> **WHAT THE EXERCISE ASKS**
List every line in the data records below that contains the string "outline", matching case exactly.

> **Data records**
- - - - - - -

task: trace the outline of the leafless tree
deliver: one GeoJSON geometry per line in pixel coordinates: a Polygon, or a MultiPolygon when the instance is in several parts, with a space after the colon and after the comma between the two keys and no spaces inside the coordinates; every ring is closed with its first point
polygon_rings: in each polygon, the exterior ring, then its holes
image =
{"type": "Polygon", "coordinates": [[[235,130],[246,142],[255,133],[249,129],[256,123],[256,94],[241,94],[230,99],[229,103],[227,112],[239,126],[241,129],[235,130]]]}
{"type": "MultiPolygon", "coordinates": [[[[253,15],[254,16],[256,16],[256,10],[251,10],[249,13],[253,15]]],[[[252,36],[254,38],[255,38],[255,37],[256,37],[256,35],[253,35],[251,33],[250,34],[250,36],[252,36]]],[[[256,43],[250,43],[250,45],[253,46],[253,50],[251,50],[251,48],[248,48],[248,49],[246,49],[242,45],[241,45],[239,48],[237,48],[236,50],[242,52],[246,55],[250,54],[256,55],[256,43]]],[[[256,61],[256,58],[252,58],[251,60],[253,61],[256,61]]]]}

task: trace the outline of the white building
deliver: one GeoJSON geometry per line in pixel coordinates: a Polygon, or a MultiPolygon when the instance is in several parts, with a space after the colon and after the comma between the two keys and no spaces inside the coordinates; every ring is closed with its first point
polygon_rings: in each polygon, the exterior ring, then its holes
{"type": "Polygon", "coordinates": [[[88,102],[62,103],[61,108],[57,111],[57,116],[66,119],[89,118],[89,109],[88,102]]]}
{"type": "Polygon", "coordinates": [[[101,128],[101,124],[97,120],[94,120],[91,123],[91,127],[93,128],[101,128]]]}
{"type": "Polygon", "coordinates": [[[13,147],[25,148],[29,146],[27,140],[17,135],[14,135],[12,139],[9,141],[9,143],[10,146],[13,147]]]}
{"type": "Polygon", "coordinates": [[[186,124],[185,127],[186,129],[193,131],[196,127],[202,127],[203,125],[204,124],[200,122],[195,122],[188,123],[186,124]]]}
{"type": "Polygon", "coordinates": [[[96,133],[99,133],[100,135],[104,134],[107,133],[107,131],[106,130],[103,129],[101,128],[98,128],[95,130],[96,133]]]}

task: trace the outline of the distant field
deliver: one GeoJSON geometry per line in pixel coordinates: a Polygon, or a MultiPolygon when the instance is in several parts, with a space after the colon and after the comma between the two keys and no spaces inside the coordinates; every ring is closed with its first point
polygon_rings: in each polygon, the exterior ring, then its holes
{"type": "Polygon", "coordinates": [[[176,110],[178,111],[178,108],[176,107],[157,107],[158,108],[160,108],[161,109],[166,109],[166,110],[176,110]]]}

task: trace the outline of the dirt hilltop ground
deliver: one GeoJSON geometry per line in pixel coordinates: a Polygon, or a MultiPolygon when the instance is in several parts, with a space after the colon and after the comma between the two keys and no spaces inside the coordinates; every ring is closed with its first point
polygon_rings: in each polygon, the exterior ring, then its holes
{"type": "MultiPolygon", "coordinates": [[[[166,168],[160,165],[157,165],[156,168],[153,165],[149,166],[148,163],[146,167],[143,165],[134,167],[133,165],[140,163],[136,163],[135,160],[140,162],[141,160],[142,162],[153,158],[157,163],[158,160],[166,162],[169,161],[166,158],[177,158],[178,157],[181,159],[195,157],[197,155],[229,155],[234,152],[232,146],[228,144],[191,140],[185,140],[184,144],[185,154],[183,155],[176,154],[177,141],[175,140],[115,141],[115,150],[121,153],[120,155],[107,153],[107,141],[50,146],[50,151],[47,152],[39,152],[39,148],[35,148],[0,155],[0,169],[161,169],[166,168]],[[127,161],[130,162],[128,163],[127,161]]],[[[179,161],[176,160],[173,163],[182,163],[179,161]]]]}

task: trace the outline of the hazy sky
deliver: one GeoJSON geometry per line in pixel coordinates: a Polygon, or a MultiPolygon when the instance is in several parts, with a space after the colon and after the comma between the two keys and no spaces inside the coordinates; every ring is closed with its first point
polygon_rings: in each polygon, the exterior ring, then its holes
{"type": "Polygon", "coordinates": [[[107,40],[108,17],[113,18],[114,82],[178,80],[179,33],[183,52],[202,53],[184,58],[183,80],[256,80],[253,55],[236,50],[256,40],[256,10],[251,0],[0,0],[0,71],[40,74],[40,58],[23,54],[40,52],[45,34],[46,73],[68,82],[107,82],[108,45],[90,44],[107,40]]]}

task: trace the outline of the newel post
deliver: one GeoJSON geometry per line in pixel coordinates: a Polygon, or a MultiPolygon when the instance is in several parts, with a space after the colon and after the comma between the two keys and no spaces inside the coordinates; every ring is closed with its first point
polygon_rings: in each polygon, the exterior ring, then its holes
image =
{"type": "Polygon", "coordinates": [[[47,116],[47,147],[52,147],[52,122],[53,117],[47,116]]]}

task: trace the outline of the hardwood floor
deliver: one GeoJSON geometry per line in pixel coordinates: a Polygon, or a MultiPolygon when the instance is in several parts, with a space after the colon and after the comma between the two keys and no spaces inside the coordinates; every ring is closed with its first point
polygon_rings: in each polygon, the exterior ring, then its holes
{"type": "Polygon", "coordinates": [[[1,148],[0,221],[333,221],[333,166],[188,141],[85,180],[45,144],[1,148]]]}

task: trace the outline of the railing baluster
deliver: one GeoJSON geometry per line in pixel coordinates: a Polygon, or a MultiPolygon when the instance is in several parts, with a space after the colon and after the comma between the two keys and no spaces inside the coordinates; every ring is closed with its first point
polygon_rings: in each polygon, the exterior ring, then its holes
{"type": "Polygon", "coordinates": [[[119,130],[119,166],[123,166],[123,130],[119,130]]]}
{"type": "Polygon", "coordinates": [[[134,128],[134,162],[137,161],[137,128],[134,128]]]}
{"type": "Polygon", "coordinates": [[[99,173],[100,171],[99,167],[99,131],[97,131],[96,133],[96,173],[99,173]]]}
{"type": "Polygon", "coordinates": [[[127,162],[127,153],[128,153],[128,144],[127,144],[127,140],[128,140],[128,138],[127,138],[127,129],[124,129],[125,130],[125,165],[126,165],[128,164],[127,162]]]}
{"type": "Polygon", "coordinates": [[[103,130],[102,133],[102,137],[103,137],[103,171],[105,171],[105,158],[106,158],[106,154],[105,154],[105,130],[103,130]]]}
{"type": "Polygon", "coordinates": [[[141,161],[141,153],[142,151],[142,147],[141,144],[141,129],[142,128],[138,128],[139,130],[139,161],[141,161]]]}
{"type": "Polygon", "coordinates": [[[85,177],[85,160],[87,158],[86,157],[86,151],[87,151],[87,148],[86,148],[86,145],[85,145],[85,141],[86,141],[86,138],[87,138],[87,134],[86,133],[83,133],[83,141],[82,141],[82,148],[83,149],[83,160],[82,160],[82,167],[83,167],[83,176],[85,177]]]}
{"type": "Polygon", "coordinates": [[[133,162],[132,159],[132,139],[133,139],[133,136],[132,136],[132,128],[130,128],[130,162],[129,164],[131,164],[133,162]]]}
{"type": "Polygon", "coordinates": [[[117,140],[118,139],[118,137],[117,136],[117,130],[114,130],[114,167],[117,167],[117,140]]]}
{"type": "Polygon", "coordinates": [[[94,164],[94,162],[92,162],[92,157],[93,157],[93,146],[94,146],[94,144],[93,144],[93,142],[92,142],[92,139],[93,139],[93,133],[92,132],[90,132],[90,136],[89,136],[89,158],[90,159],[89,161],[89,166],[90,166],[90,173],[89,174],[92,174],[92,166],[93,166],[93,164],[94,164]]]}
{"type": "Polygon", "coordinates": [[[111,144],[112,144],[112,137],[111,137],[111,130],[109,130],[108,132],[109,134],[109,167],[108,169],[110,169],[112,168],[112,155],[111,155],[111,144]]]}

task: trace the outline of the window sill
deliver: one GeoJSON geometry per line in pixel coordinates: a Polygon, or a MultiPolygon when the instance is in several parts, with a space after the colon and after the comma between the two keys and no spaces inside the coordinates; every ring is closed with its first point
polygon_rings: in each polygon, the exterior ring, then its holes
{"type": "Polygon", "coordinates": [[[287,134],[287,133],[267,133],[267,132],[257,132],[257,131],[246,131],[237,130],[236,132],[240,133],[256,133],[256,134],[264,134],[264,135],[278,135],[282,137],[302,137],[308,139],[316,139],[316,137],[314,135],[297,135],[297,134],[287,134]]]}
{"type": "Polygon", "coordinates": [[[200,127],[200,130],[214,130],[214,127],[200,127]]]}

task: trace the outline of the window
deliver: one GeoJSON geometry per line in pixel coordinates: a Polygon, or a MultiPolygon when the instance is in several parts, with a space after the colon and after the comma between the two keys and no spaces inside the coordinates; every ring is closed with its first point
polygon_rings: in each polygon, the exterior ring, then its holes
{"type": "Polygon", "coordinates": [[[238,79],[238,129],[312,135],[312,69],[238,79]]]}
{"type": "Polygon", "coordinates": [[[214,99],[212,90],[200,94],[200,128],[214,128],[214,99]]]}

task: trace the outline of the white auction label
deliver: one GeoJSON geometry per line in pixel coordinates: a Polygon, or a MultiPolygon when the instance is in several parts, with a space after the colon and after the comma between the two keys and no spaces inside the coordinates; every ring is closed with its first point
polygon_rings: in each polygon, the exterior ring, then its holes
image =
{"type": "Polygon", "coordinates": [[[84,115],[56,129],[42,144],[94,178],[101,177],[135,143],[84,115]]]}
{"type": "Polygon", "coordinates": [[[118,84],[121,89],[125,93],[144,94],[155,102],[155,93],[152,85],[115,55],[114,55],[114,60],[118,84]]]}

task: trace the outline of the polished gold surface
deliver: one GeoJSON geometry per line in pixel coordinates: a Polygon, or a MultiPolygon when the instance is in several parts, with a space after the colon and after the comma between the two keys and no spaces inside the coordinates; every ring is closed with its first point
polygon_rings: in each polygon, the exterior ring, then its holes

- - - - - - -

> **SOLUTION**
task: trace the outline of the leafless tree
task: trace the outline of the white building
task: trace the outline of the distant field
task: trace the outline of the dirt hilltop ground
task: trace the outline of the hazy sky
task: trace the outline of the newel post
task: trace the outline of the hardwood floor
task: trace the outline of the railing baluster
task: trace the outline of the window sill
task: trace the outline of the window
task: trace the outline of the white auction label
task: trace the outline of the polished gold surface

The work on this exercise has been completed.